▸ **What is expected**: Find each line below where the word "windshield" occurs, and copy it.

▸ **Records for processing**:
▬▬▬▬▬▬▬▬▬▬

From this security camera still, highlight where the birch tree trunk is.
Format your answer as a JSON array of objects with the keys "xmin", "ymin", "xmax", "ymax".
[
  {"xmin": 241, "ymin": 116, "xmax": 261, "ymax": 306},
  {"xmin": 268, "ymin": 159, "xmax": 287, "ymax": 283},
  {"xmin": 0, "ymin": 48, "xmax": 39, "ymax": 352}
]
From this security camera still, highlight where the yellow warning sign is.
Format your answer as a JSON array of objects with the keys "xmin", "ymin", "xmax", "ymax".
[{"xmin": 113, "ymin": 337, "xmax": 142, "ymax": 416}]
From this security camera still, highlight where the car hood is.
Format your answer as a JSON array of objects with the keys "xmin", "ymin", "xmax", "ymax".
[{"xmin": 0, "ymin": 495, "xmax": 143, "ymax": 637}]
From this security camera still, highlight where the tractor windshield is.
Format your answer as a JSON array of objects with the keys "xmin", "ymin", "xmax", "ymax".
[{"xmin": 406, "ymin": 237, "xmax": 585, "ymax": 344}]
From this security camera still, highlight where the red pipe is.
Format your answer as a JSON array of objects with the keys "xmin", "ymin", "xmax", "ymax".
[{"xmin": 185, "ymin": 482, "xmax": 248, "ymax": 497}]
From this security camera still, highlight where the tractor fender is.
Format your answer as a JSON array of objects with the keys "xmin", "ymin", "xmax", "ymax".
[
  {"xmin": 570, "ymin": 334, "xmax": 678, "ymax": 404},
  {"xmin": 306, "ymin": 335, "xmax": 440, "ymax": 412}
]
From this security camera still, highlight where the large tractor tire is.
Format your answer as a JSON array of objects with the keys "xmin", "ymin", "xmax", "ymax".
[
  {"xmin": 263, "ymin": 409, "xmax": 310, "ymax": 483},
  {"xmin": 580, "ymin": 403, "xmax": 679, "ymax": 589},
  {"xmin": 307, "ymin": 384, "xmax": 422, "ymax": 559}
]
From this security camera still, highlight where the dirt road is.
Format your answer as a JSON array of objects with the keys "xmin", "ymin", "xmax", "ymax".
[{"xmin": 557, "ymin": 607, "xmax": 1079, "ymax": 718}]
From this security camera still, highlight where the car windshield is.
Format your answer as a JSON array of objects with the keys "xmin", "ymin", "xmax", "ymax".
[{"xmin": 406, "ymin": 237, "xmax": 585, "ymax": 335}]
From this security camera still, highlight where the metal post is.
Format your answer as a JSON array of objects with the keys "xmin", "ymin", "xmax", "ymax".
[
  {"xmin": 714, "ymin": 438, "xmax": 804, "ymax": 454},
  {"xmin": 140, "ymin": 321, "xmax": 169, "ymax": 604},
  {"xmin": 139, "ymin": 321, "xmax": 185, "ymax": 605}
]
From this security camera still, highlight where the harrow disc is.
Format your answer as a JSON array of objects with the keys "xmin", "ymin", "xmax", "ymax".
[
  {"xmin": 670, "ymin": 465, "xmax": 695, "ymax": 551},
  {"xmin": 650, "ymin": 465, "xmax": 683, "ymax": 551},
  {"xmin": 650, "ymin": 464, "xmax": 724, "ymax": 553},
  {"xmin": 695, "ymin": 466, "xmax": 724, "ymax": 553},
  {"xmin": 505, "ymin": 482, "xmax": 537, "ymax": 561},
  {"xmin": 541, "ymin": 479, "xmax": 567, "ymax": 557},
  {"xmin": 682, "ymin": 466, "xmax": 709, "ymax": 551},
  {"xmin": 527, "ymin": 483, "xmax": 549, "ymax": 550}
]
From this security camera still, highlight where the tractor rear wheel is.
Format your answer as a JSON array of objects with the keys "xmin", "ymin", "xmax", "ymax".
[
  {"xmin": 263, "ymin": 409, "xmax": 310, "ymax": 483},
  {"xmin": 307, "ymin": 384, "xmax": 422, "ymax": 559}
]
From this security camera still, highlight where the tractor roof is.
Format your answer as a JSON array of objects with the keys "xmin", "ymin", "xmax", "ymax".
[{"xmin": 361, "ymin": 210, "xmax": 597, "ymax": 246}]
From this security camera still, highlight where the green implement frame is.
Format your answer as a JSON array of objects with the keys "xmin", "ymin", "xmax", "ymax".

▬▬▬▬▬▬▬▬▬▬

▸ **Solution to this task**:
From this security camera still, highlight where the tractor windshield is.
From this security camera still, highlight where the car windshield is.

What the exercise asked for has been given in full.